■ WORK REQUIRED ■
Go through the data below. Pull out every line that has the word "Find".

---------- DATA IN THIS EXERCISE

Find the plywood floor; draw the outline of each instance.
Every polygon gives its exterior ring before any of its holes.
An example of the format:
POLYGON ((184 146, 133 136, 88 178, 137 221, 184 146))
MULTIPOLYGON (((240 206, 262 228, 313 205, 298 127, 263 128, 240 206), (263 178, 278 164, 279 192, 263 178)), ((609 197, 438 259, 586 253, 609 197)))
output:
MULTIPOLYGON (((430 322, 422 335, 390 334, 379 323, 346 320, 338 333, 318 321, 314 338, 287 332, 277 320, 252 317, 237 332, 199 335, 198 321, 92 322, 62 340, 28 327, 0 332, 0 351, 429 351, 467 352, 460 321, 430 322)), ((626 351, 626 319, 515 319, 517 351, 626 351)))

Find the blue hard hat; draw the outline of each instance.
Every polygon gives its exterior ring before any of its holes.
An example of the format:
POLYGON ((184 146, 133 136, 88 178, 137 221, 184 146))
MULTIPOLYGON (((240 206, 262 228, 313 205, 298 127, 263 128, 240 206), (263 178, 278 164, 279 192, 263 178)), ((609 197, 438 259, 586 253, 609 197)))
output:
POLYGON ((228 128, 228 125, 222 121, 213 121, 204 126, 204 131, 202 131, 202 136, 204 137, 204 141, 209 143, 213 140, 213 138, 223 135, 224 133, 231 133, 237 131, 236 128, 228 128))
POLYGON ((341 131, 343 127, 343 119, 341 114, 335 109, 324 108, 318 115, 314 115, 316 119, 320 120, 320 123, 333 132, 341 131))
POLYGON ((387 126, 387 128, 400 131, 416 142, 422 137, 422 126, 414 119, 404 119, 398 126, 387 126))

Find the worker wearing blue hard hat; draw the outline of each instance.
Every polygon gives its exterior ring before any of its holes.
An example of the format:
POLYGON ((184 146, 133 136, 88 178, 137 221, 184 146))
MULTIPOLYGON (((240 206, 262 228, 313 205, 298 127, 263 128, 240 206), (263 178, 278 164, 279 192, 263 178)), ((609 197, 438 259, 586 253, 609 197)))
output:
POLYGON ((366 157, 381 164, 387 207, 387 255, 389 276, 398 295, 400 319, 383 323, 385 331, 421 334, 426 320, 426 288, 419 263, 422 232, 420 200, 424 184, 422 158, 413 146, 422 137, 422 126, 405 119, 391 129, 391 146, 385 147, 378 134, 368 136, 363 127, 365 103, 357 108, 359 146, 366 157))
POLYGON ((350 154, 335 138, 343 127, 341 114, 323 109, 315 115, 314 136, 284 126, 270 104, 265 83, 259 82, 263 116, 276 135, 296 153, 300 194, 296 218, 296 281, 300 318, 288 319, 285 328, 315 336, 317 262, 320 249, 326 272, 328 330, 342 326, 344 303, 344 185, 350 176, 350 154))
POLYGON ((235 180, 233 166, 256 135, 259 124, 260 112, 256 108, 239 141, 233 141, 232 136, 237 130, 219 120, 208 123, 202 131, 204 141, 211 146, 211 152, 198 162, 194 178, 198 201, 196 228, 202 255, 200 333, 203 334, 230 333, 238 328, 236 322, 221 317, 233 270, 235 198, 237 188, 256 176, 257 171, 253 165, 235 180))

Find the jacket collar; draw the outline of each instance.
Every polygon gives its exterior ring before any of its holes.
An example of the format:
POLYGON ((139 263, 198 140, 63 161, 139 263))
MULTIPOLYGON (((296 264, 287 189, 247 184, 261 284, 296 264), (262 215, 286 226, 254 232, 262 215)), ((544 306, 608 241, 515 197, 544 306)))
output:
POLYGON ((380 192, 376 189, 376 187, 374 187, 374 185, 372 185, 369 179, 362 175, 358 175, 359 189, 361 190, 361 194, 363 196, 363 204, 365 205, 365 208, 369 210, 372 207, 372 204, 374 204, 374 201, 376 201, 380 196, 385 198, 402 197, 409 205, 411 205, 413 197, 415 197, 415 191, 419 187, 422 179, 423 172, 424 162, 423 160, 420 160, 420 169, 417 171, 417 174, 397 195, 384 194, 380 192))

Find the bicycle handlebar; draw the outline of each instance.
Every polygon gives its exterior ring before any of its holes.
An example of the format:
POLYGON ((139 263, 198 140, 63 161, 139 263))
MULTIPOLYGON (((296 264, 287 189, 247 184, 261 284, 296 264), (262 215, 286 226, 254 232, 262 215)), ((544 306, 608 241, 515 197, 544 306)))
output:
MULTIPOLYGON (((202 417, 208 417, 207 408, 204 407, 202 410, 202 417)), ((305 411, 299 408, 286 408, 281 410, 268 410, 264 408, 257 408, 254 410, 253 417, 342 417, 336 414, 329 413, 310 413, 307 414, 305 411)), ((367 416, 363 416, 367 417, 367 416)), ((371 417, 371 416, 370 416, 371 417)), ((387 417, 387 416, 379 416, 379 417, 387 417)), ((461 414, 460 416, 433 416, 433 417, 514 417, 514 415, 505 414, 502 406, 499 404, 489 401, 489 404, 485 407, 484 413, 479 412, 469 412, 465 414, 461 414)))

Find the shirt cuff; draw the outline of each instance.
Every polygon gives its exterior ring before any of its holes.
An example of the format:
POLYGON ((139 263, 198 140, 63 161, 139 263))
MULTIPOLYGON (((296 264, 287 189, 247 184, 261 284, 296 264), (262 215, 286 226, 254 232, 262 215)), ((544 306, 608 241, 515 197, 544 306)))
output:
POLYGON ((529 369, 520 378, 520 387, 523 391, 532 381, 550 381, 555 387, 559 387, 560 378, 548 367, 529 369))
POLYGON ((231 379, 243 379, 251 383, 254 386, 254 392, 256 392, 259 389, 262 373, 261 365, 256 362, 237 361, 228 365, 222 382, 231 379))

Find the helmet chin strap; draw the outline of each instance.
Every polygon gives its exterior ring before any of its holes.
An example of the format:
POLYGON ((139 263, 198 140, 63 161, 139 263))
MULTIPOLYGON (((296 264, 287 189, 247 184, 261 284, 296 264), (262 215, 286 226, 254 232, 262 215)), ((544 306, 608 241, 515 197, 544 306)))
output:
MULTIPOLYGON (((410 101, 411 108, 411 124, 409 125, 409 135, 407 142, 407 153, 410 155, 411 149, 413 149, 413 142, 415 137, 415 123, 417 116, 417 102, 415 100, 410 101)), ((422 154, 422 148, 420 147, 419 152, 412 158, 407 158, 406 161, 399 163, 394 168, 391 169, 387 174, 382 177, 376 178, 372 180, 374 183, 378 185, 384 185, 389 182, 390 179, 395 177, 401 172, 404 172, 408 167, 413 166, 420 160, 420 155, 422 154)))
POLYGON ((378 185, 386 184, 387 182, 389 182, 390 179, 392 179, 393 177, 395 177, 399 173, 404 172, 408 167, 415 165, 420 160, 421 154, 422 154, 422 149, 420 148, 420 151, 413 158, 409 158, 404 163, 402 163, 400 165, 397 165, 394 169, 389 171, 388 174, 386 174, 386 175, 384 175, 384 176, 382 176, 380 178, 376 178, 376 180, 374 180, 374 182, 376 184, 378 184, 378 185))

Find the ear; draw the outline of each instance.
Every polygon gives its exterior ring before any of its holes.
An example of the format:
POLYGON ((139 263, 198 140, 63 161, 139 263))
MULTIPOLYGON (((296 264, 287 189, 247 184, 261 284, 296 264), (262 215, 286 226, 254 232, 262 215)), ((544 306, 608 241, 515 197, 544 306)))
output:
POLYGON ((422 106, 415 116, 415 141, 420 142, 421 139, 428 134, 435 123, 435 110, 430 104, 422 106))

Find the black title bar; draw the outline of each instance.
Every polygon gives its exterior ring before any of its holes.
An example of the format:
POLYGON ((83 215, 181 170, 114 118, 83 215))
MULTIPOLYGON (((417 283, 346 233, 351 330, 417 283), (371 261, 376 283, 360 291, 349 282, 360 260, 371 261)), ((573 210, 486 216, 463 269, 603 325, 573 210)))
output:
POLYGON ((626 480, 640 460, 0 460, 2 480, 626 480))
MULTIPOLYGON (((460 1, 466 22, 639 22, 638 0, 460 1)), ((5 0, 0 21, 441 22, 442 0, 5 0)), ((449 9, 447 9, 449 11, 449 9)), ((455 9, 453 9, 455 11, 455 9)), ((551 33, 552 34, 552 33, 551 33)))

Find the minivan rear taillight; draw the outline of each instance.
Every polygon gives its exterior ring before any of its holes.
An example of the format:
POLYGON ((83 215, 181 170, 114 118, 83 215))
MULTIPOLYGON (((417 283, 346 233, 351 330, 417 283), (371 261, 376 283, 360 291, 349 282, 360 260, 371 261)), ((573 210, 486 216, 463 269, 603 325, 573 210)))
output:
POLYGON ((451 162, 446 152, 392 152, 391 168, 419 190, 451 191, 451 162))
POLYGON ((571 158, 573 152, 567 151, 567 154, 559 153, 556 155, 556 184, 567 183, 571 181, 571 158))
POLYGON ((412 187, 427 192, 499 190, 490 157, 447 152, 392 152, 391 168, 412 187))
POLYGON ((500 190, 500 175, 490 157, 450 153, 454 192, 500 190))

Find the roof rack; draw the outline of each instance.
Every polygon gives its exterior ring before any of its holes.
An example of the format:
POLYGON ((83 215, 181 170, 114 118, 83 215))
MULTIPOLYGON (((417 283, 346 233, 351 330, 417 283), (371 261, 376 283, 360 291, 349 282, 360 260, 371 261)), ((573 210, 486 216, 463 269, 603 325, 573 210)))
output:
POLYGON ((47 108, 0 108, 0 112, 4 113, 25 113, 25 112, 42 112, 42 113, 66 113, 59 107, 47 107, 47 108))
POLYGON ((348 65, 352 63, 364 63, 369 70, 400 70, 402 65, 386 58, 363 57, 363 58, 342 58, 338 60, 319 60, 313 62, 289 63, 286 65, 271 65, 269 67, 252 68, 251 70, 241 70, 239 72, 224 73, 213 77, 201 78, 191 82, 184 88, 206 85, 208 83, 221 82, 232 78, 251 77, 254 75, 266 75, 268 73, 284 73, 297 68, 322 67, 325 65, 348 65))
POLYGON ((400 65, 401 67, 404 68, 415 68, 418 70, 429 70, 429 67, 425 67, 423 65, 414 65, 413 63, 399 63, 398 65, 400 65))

--------------------

■ YOUR RESPONSE ■
Find the plywood floor; draw the outline of each instance.
Find the blue hard hat; draw the outline of each instance.
Find the worker wearing blue hard hat; draw the outline of each instance.
Find the jacket collar; draw the outline of each instance.
Find the bicycle handlebar; draw the outline of each instance.
Find the shirt cuff; draw the outline of each instance.
Find the helmet chin strap; draw the outline of each instance.
Find the ear; draw the outline of each instance.
Find the black title bar; draw the outline of each instance.
Find the minivan rear taillight; draw the outline of each instance.
Find the roof rack; draw the outline of each instance.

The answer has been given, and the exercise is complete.